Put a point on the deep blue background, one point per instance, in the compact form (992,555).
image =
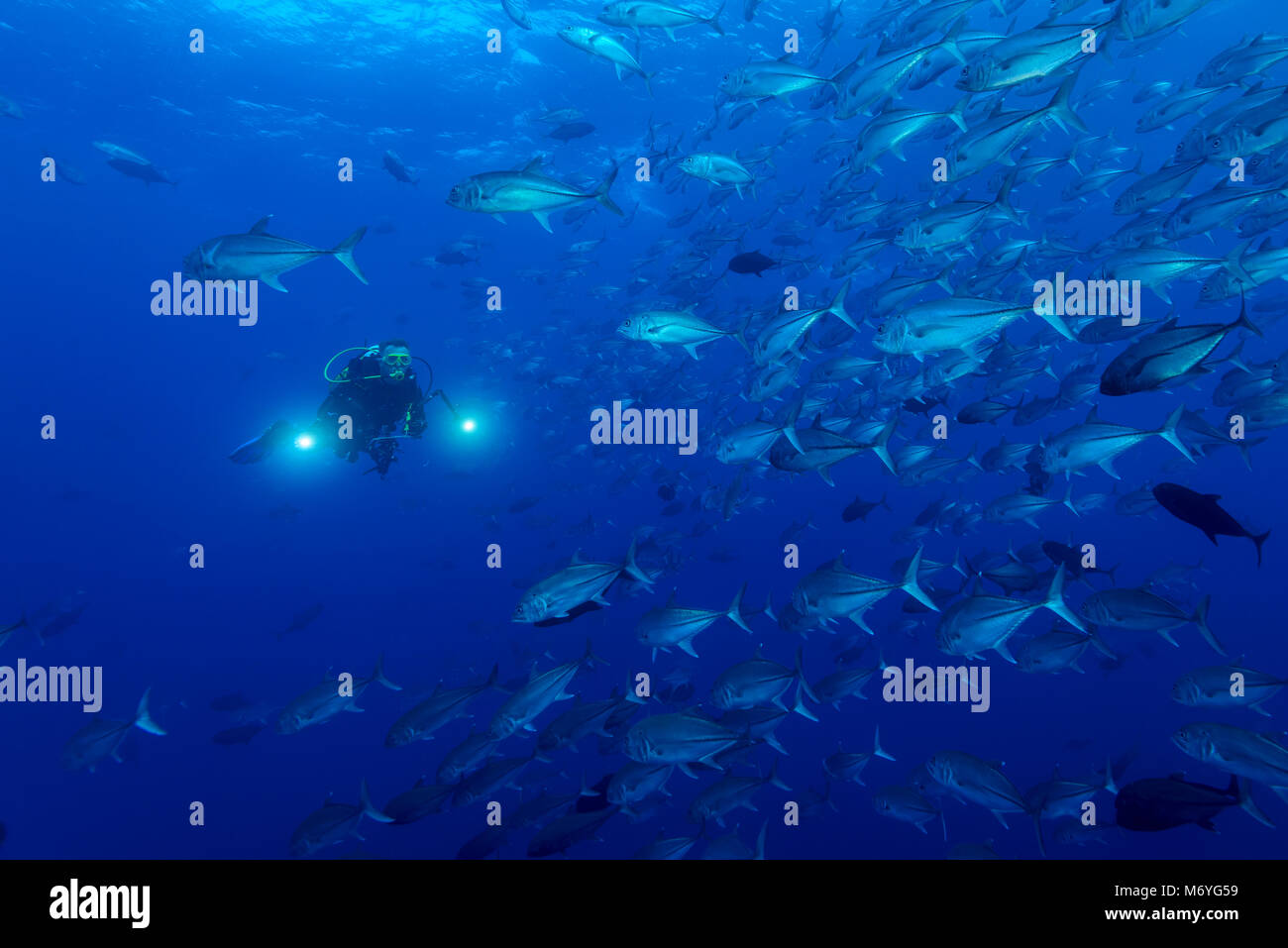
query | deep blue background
(149,407)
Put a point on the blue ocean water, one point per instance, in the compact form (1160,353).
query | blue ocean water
(101,519)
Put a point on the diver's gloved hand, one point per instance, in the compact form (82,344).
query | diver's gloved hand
(258,449)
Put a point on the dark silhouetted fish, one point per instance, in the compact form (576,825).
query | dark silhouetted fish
(301,620)
(572,613)
(571,130)
(394,166)
(1203,511)
(752,262)
(145,172)
(1157,804)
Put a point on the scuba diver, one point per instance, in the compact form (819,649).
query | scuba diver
(373,403)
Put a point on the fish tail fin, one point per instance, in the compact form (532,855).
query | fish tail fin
(734,612)
(1094,634)
(1004,198)
(1055,600)
(1168,433)
(143,719)
(631,567)
(1248,805)
(912,587)
(343,253)
(369,809)
(957,114)
(877,750)
(377,674)
(804,685)
(1201,621)
(1258,541)
(1060,110)
(601,192)
(837,307)
(715,18)
(769,607)
(880,449)
(1243,321)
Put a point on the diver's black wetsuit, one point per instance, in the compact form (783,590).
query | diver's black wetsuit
(377,407)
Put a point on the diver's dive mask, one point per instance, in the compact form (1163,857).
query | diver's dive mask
(395,365)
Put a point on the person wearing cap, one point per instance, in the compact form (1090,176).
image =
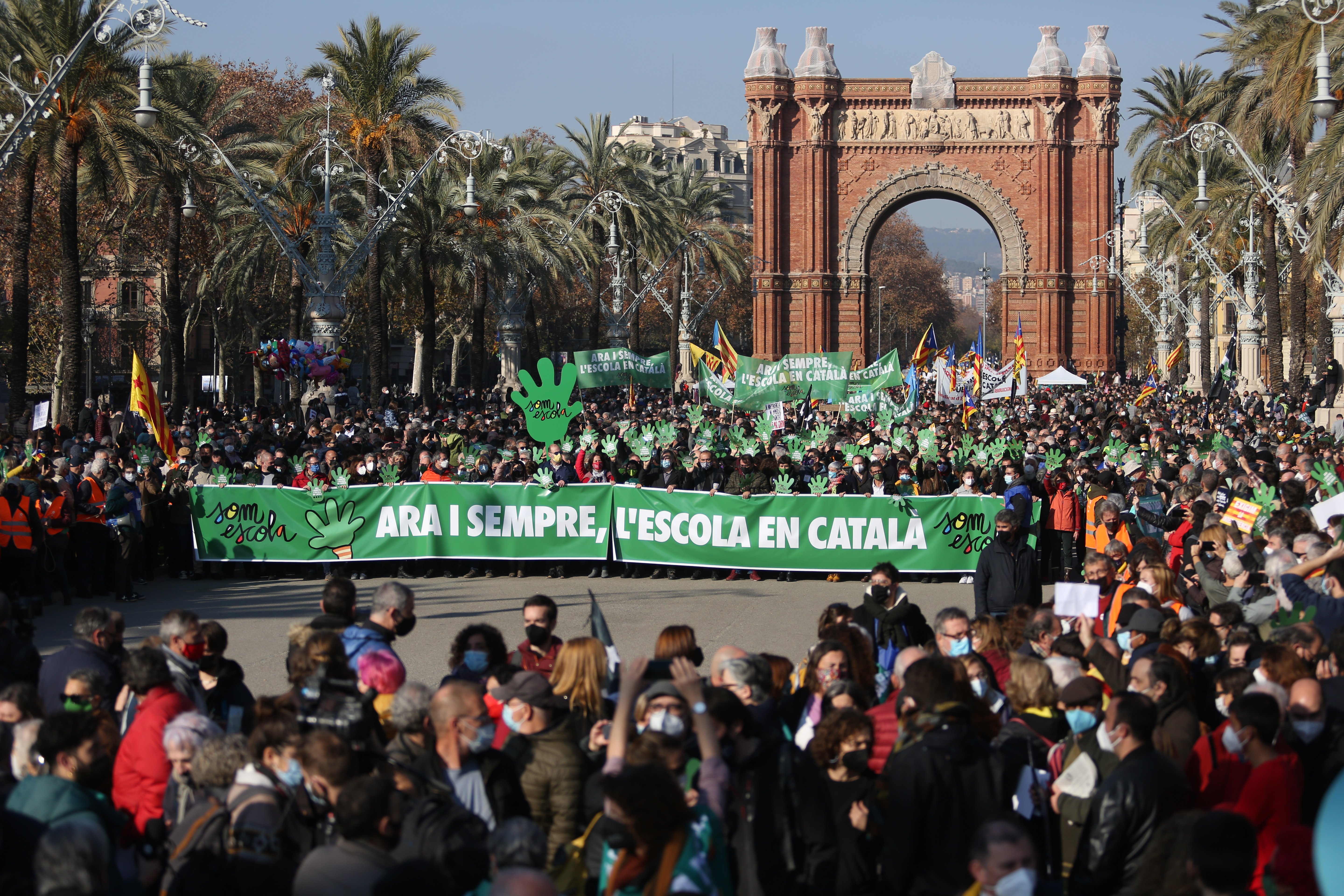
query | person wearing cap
(1084,700)
(549,762)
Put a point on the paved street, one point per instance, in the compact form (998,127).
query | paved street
(761,616)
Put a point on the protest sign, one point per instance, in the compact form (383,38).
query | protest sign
(622,366)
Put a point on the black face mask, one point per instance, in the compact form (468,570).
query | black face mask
(96,776)
(855,761)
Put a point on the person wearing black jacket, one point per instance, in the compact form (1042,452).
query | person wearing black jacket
(1132,802)
(1007,573)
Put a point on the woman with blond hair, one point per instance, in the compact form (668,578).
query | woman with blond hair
(578,679)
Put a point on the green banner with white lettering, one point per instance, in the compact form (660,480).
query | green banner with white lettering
(510,522)
(790,379)
(622,366)
(412,520)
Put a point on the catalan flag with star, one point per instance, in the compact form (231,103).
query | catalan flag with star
(144,402)
(928,348)
(1174,359)
(1148,392)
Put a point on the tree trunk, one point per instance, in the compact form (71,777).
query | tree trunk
(1273,310)
(173,311)
(19,304)
(1296,320)
(479,298)
(377,320)
(429,324)
(72,293)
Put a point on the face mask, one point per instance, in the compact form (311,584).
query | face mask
(1308,729)
(73,704)
(405,625)
(294,774)
(483,739)
(855,761)
(1104,739)
(1081,721)
(1233,741)
(1021,883)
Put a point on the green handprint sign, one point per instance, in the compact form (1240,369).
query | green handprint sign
(335,528)
(1328,479)
(546,406)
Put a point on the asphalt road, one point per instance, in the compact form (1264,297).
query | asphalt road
(771,617)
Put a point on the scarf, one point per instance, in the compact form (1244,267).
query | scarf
(889,620)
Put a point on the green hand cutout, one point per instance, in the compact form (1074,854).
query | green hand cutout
(335,528)
(546,406)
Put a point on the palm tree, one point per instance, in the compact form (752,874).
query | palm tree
(91,115)
(385,107)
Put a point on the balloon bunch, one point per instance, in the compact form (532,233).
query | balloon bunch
(302,358)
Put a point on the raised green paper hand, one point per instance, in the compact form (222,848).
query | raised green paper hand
(546,406)
(335,528)
(1328,479)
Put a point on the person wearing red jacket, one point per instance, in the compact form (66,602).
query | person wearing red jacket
(1272,797)
(140,776)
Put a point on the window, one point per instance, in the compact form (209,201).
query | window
(132,295)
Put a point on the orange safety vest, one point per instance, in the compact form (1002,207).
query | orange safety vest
(53,515)
(1116,602)
(1101,538)
(14,525)
(99,499)
(1091,519)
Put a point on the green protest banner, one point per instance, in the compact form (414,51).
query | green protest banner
(507,522)
(711,387)
(620,366)
(819,534)
(760,383)
(884,373)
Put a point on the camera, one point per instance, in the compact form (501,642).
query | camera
(336,706)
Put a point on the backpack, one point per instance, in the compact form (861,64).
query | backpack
(440,830)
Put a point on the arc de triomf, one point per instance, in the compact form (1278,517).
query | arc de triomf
(835,156)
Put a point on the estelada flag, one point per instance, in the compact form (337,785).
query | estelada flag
(927,350)
(1148,392)
(726,354)
(146,404)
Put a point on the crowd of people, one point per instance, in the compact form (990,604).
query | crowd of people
(1182,741)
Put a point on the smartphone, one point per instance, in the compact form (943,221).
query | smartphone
(659,671)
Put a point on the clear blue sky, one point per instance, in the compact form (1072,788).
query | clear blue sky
(526,64)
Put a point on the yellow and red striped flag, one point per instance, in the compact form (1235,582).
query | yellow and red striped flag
(146,404)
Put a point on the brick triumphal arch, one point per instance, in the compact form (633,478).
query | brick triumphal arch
(835,156)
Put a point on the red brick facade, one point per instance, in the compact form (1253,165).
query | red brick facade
(835,156)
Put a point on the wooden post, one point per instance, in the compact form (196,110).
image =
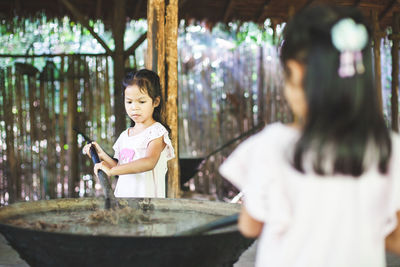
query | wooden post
(9,121)
(118,30)
(61,129)
(171,35)
(260,87)
(71,135)
(377,35)
(155,59)
(395,73)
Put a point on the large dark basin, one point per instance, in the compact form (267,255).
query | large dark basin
(58,248)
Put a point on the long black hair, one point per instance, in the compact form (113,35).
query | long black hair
(148,82)
(343,118)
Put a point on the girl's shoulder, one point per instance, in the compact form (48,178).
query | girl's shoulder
(157,130)
(274,134)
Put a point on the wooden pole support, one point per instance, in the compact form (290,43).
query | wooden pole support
(395,74)
(377,36)
(171,36)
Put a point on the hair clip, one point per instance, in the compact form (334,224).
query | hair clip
(350,39)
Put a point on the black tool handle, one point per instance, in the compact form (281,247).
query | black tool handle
(94,155)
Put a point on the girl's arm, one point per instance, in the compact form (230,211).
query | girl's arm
(147,163)
(248,226)
(393,240)
(103,156)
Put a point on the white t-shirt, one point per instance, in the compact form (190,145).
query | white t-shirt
(129,148)
(313,221)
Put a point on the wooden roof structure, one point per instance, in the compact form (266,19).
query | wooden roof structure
(211,11)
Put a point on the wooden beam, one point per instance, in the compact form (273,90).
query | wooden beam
(137,9)
(72,152)
(228,10)
(387,9)
(135,45)
(99,6)
(377,36)
(155,38)
(171,58)
(395,74)
(49,55)
(309,2)
(85,22)
(260,16)
(357,3)
(118,31)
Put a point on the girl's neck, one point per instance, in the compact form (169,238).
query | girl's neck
(140,127)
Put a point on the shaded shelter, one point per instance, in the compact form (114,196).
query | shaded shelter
(162,17)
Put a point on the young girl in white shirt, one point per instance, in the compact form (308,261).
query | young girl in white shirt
(324,191)
(142,150)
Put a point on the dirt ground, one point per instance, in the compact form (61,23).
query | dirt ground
(10,258)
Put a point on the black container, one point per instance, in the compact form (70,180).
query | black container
(42,248)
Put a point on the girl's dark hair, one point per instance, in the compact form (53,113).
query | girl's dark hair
(343,117)
(148,82)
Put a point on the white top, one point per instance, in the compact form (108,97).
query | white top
(311,221)
(130,148)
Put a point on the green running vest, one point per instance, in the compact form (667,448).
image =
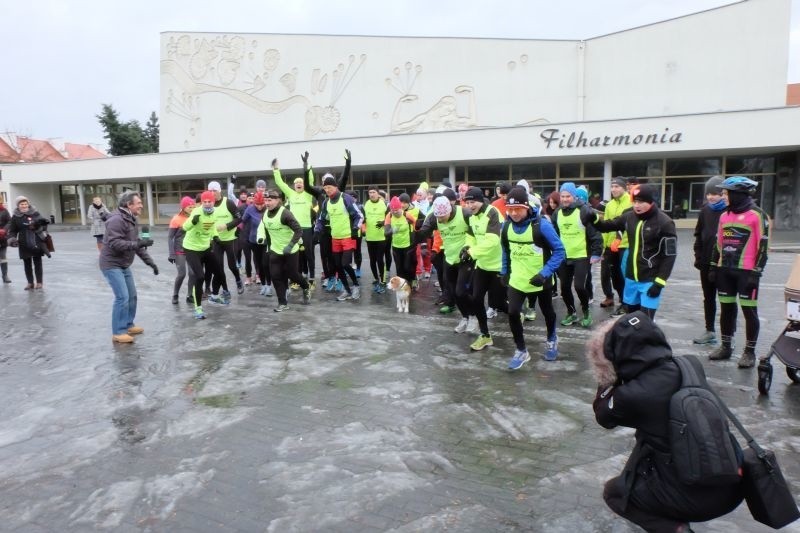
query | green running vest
(280,235)
(527,259)
(374,212)
(573,234)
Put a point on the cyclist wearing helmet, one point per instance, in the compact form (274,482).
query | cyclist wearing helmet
(737,262)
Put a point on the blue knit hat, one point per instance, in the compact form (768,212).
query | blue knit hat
(570,188)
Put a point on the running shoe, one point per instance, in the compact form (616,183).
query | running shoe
(217,299)
(551,350)
(343,296)
(481,342)
(520,358)
(569,319)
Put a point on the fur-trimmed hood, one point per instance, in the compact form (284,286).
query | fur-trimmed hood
(620,350)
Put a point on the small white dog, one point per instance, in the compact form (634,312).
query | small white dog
(402,291)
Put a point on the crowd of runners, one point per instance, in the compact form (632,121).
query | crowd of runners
(506,255)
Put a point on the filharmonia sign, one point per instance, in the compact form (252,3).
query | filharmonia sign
(555,138)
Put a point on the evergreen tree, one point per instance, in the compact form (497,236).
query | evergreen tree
(126,138)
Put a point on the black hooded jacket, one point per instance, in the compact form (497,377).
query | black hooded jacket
(646,379)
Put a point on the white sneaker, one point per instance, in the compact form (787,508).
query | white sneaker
(462,326)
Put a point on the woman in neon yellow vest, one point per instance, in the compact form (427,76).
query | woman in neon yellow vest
(532,252)
(281,232)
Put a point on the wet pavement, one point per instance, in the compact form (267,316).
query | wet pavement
(329,417)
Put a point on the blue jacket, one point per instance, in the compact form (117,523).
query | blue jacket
(544,236)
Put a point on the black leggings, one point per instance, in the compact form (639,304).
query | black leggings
(516,299)
(341,265)
(727,323)
(284,268)
(377,251)
(226,249)
(33,265)
(405,262)
(200,263)
(307,258)
(710,300)
(262,263)
(574,272)
(482,281)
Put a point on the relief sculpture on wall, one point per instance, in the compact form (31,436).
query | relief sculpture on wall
(443,115)
(228,65)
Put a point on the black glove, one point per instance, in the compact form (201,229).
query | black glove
(712,274)
(655,290)
(752,281)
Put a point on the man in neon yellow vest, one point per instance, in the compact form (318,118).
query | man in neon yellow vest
(532,252)
(301,204)
(227,219)
(281,232)
(452,222)
(615,244)
(344,219)
(573,223)
(483,247)
(375,210)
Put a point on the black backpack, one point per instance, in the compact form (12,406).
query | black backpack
(704,451)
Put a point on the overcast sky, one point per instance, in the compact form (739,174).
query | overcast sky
(63,59)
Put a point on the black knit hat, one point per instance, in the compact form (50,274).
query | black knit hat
(645,193)
(474,193)
(517,196)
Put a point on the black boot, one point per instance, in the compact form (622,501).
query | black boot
(748,358)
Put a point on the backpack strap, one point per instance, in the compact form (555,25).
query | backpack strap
(692,373)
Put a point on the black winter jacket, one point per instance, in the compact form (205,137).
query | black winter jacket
(705,236)
(121,242)
(649,237)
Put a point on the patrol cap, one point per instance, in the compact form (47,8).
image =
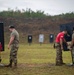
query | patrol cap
(11,26)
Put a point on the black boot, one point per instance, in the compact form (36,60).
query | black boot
(10,64)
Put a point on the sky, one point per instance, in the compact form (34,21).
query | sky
(51,7)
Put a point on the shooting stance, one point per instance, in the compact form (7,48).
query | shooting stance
(59,46)
(72,47)
(13,46)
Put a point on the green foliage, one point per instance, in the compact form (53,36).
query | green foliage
(28,13)
(37,60)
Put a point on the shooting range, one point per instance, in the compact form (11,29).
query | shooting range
(51,38)
(30,39)
(68,37)
(41,38)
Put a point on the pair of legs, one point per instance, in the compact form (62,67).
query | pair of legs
(59,60)
(13,56)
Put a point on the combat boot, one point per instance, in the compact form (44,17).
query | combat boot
(10,64)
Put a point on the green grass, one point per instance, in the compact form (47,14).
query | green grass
(37,60)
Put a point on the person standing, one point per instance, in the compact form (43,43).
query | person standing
(72,48)
(13,45)
(59,46)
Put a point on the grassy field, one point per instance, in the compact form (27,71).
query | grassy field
(37,60)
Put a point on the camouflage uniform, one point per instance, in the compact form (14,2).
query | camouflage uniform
(14,46)
(59,60)
(72,49)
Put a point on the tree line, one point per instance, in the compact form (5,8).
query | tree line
(28,13)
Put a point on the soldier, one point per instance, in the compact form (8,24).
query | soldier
(59,47)
(13,46)
(72,48)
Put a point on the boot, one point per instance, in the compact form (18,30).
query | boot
(15,65)
(10,64)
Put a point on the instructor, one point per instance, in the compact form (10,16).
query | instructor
(13,45)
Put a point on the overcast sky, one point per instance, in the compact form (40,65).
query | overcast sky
(52,7)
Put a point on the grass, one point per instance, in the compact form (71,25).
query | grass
(37,60)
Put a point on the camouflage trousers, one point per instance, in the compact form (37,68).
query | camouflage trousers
(59,60)
(13,53)
(72,53)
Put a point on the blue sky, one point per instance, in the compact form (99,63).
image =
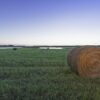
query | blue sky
(50,22)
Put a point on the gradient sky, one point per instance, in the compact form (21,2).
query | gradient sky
(50,22)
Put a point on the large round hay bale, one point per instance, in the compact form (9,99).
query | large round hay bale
(85,61)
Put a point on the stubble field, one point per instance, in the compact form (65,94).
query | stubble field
(34,74)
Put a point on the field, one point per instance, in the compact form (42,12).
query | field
(34,74)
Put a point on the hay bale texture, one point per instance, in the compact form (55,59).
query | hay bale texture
(85,61)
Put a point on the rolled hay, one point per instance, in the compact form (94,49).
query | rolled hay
(85,61)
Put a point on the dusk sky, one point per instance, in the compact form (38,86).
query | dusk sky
(50,22)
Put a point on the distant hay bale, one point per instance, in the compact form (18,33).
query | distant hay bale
(85,61)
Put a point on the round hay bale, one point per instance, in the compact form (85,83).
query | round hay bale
(85,61)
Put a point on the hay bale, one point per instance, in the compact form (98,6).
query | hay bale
(85,61)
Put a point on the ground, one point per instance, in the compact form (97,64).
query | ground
(34,74)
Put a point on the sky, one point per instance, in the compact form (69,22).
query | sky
(50,22)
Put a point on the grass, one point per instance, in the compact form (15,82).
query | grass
(33,74)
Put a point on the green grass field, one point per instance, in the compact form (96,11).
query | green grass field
(34,74)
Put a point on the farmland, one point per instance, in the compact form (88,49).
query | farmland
(35,74)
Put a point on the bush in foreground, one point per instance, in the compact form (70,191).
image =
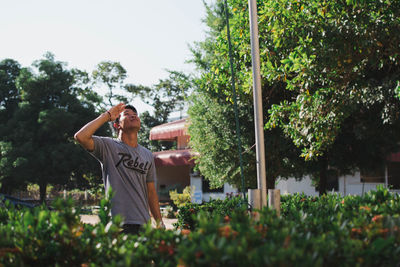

:::

- Written problem
Copy the records from the line with "compact form (69,22)." through the end, both ends included and requests kept. Multiply each point coordinate in the answers by 0.6, round to whole numbers with halves going up, leave the numbers in the requests unchanged, and omit the pictures.

- The completed task
Put a point on the sky, one point per instance, in the compact form (69,22).
query | sky
(30,13)
Put a point on the grass, one point per instance, in the compact form (15,82).
query | grass
(20,44)
Put a point on the green grass field, one point per instance, in the compact form (96,11).
query | green grass field
(20,44)
Put a point on the farmland, one point per instance, in the compact form (88,49).
query | farmland
(21,44)
Put a point on the bush in foreground, one point per instance, in the compact form (70,191).
image =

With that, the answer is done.